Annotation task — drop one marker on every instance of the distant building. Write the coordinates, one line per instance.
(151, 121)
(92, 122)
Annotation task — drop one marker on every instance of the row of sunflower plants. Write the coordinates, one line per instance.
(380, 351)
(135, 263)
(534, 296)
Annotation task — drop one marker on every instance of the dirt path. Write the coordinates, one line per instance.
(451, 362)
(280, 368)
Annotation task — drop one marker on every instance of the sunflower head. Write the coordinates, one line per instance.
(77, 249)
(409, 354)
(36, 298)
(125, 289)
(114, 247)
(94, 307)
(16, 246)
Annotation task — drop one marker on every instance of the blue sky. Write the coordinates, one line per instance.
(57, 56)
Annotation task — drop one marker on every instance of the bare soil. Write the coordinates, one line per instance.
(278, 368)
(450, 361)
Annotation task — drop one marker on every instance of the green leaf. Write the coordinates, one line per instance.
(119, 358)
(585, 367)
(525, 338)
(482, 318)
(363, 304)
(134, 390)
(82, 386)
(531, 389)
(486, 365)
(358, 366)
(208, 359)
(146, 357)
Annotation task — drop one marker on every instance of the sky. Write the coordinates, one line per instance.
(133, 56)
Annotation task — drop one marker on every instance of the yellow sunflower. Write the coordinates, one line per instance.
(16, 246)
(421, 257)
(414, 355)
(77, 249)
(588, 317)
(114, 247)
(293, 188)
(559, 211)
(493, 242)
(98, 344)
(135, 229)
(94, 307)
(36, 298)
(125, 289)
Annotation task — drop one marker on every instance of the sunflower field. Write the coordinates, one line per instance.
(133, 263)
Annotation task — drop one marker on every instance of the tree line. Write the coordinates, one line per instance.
--------------------------------------------------
# What to work on:
Please return all of the entries above, exactly and completely.

# Final answer:
Annotation task — drop one marker on every instance of the distant building. Write the coordinates, one line per instance.
(151, 121)
(92, 122)
Annotation task — drop one marker on every instance of the row of sunflower plants. Write the coordinates, one line per instance.
(380, 351)
(135, 263)
(534, 296)
Annotation task — drop one marker on every instance of the dirt path. Write the coordinates, one line per instance.
(451, 362)
(280, 368)
Annotation task — drop one marker on every instance of the sunflower head. Write the coordinates, one line per instance.
(77, 249)
(409, 354)
(36, 298)
(125, 289)
(114, 247)
(94, 307)
(16, 246)
Annotation task — drop one marker on every instance of the blue sky. Write the coordinates, one line per instance.
(57, 56)
Annotation task — drop one marker on every instance of the bare soil. Write the coordinates, one line per instance.
(278, 368)
(450, 361)
Annotation task — drop one marker on every instance of the green leaf. Write the coordinates, one line per instance.
(119, 358)
(585, 367)
(525, 338)
(482, 318)
(363, 304)
(134, 390)
(82, 386)
(531, 389)
(486, 365)
(358, 366)
(208, 359)
(146, 357)
Annotation task — drop one marker on every instance of the sky. Write the coordinates, one line per instance.
(133, 56)
Annotation task — drop one marker on every instance of the yellow sunflower. Write the coordinates, one line per instance.
(16, 246)
(421, 257)
(414, 355)
(77, 249)
(588, 317)
(114, 247)
(293, 188)
(559, 211)
(493, 242)
(98, 344)
(135, 229)
(94, 307)
(36, 298)
(125, 289)
Annotation task — drop one marker on every instance of the sunflower field. Write the coordinates, one line per instance.
(133, 263)
Annotation task — drop one marker on every instance of the tree line. Write the coordinates, one line per instance.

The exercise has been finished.